# For those asking............



## Maggies mom (Jan 6, 2006)

For an Abbie fix....Here you go...............


----------



## FranH (May 8, 2005)

What a gorgeous girl Wonderful feathering


----------



## AquaClaraCanines (Mar 5, 2006)

Abbie is a gorgeous puppy!


----------



## Katiesmommy (Sep 10, 2006)

Wow shes getting big eh. How old is she now (Short Memory Sorry)


----------



## Maggies mom (Jan 6, 2006)

Katiesmommy said:


> Wow shes getting big eh. How old is she now (Short Memory Sorry)


Almost 9 months old......


----------



## jeffreyzone (Feb 8, 2006)

Yay! Wow, Abbie keeps getting better and better-looking. These are great photos! Thank you for posting. She is gorgeous.


----------



## Rocky (Dec 28, 2006)

she is a great looking doggie


----------



## Lego&Jacub (Jul 18, 2006)

she's very beautiful!!


----------



## Charlie06 (Feb 10, 2007)

What a beautiful girl. I wish I could reach right out and give her a big hug.


----------



## Carsonsdaddy (Nov 1, 2006)

Oh, man....she just keeps getting better looking everytime I see her...


----------



## flamingo_sandy (Feb 26, 2007)

Holy Growing Like a Weed, Batman!

Pointing dataset entries
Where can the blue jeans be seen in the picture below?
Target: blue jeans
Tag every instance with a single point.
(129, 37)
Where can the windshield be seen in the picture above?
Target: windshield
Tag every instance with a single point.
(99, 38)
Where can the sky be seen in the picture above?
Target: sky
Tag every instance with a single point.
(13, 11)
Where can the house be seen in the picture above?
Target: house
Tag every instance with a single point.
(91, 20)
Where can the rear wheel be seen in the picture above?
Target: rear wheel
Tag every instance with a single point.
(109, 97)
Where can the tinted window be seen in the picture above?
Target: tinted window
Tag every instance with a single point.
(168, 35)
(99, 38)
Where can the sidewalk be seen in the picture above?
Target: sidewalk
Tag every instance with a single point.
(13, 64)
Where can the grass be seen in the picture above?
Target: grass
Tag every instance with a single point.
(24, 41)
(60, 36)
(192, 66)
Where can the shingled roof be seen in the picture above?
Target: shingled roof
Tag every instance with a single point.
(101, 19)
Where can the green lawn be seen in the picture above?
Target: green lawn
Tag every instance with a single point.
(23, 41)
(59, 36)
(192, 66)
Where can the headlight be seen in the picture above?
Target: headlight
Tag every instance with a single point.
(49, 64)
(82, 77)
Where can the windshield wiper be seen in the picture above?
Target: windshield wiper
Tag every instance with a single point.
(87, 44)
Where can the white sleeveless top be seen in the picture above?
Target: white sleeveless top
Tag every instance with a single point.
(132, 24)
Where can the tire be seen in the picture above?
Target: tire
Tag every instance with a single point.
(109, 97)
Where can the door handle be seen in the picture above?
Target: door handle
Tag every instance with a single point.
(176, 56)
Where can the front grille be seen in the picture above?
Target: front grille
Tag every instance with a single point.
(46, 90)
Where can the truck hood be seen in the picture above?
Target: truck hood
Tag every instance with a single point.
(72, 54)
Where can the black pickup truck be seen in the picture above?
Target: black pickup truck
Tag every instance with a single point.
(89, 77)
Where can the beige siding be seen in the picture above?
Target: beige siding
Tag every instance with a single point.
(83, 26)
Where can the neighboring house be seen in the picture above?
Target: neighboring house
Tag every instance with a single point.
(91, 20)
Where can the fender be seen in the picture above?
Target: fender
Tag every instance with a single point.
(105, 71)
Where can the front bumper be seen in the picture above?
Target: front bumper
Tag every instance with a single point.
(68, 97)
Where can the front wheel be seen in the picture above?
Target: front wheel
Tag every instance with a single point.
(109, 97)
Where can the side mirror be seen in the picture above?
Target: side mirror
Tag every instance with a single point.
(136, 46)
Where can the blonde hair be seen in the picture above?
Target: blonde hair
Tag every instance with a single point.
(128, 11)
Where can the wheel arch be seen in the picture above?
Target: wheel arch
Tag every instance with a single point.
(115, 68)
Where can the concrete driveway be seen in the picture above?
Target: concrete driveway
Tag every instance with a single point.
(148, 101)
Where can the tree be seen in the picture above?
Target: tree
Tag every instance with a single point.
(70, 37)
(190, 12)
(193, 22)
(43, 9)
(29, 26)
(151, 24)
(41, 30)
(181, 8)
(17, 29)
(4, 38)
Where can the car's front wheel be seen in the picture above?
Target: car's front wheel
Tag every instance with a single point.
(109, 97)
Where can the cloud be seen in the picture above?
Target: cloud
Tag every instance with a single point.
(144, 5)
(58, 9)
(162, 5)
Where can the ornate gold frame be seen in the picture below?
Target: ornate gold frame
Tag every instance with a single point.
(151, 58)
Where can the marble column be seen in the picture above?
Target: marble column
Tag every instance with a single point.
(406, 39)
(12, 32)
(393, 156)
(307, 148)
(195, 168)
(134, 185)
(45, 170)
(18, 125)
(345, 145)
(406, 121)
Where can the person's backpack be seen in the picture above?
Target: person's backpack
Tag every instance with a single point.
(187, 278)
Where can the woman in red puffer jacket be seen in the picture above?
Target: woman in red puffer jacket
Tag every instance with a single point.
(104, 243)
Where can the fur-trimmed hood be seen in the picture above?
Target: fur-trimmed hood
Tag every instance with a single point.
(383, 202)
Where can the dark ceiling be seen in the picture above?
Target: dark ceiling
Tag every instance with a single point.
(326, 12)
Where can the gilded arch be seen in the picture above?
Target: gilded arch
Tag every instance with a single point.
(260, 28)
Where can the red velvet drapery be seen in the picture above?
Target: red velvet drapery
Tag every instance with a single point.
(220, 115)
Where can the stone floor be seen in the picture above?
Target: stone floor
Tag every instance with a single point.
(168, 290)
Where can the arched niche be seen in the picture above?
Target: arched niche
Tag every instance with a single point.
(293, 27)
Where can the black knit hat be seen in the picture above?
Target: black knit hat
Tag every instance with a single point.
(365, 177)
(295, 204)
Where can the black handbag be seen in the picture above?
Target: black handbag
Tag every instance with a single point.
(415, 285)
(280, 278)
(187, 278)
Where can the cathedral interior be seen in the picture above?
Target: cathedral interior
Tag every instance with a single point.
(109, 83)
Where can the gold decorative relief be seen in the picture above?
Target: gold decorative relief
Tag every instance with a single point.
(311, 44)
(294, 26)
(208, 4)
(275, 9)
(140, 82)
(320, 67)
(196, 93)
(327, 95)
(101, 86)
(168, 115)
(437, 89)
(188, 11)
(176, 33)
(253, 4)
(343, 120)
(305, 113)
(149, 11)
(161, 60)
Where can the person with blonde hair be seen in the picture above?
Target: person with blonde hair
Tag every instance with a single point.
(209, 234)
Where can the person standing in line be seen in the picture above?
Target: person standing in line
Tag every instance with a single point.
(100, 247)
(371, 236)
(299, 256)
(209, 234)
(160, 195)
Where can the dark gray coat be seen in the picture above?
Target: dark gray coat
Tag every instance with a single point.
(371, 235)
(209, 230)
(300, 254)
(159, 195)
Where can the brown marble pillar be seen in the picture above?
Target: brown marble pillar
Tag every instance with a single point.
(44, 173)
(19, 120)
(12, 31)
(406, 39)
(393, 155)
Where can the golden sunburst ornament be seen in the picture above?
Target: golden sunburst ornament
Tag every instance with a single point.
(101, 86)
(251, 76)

YOUR TASKS
[A] Which lines in the rows above contain the word "sleeveless" with matching case? Gather each of those lines and copy it out in full.
[B] What comes next in the forum thread admiring Abbie? Extend it with a few more posts after the last one shown.

EXPECTED OUTPUTS
[A]
Where can the white sleeveless top be seen in the picture above?
Target: white sleeveless top

[B]
LOOK at her! I can't believe that's the same tiny little girl we were all awwwwing at just a few short months ago.

She's beautiful, Mary! She sure growed up good, huh?


----------



## Maggies mom (Jan 6, 2006)

flamingo_sandy said:


> Holy Growing Like a Weed, Batman!
> 
> LOOK at her! I can't believe that's the same tiny little girl we were all awwwwing at just a few short months ago.
> 
> She's beautiful, Mary! She sure growed up good, huh?


Yes.... Sandy she is still growing like a weed... she is now taller than Hootie and is weighing in about 58 pounds......


----------



## telsmith1 (Sep 11, 2006)

Gorgeous! She Is Absolutely Beautiful!


----------



## Carsonsdaddy (Nov 1, 2006)

Maggies mom said:


> Yes Sandy she is still growing like a weed... she is now taller than Hootie and is weighing in about 58 pounds......


WOW! 58 pounds....Carson is 6 months and 53-ish pounds....:uhoh:


----------



## Gldiebr (Oct 10, 2006)

She is just beautiful! Thanks for the photo update!


----------



## Oaklys Dad (Dec 28, 2005)

She is turning into a real looker there Mary! That coat is going to be absolutely stunning in a few more months.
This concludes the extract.